Input data:
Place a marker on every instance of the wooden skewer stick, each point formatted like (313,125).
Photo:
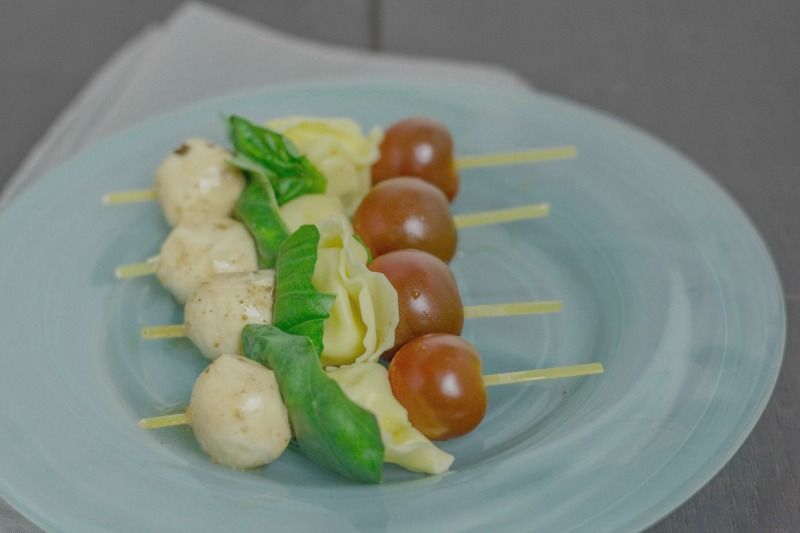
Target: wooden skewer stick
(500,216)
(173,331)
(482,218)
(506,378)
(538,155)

...

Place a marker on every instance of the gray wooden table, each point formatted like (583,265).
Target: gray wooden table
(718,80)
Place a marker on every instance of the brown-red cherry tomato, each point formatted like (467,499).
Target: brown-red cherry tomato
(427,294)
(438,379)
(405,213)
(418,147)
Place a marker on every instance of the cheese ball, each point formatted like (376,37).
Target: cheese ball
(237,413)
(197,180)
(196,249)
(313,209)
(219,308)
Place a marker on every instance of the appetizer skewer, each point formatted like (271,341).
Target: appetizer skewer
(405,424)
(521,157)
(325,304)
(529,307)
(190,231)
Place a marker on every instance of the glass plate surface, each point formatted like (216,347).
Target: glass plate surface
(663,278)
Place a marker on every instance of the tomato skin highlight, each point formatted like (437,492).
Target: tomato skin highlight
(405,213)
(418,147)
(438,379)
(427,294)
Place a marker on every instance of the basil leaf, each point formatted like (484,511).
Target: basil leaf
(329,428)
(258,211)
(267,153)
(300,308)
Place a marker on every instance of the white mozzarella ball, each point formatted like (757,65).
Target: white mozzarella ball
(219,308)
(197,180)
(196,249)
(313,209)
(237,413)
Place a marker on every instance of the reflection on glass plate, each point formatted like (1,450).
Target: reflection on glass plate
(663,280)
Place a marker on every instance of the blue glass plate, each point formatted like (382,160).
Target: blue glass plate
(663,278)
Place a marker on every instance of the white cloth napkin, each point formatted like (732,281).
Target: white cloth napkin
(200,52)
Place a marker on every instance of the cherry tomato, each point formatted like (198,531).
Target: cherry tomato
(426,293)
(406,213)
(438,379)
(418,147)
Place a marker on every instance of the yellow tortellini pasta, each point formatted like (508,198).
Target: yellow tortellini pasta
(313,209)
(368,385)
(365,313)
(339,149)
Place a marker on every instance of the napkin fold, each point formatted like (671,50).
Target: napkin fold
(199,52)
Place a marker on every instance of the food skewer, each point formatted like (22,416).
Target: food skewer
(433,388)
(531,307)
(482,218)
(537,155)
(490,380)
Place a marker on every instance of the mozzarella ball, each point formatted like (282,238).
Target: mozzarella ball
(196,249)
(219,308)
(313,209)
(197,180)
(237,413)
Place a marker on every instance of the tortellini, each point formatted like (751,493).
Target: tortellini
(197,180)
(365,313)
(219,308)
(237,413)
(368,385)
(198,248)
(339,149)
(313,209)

--

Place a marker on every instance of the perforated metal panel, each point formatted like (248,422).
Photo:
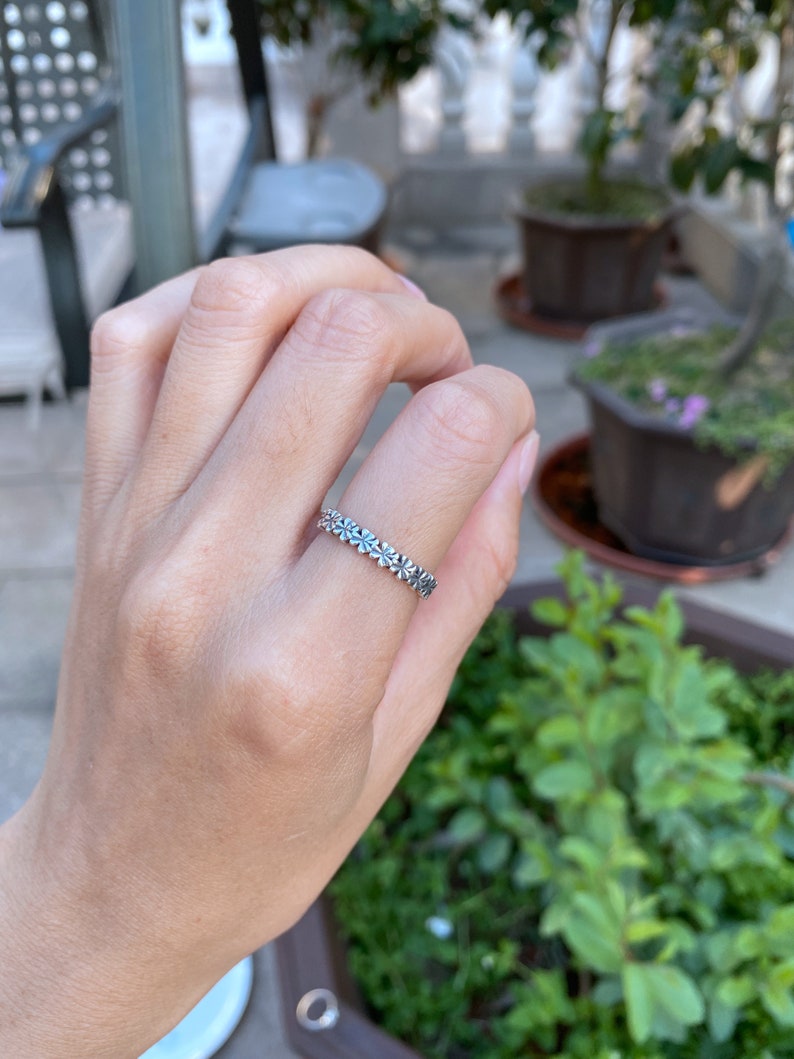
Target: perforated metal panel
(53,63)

Task to complete:
Pick out every row above that contains the string "fold", matching case exactly, and copy each one.

Written answer:
Place a marker on every instance of the napkin fold, each point formatted like (671,50).
Target: napkin fold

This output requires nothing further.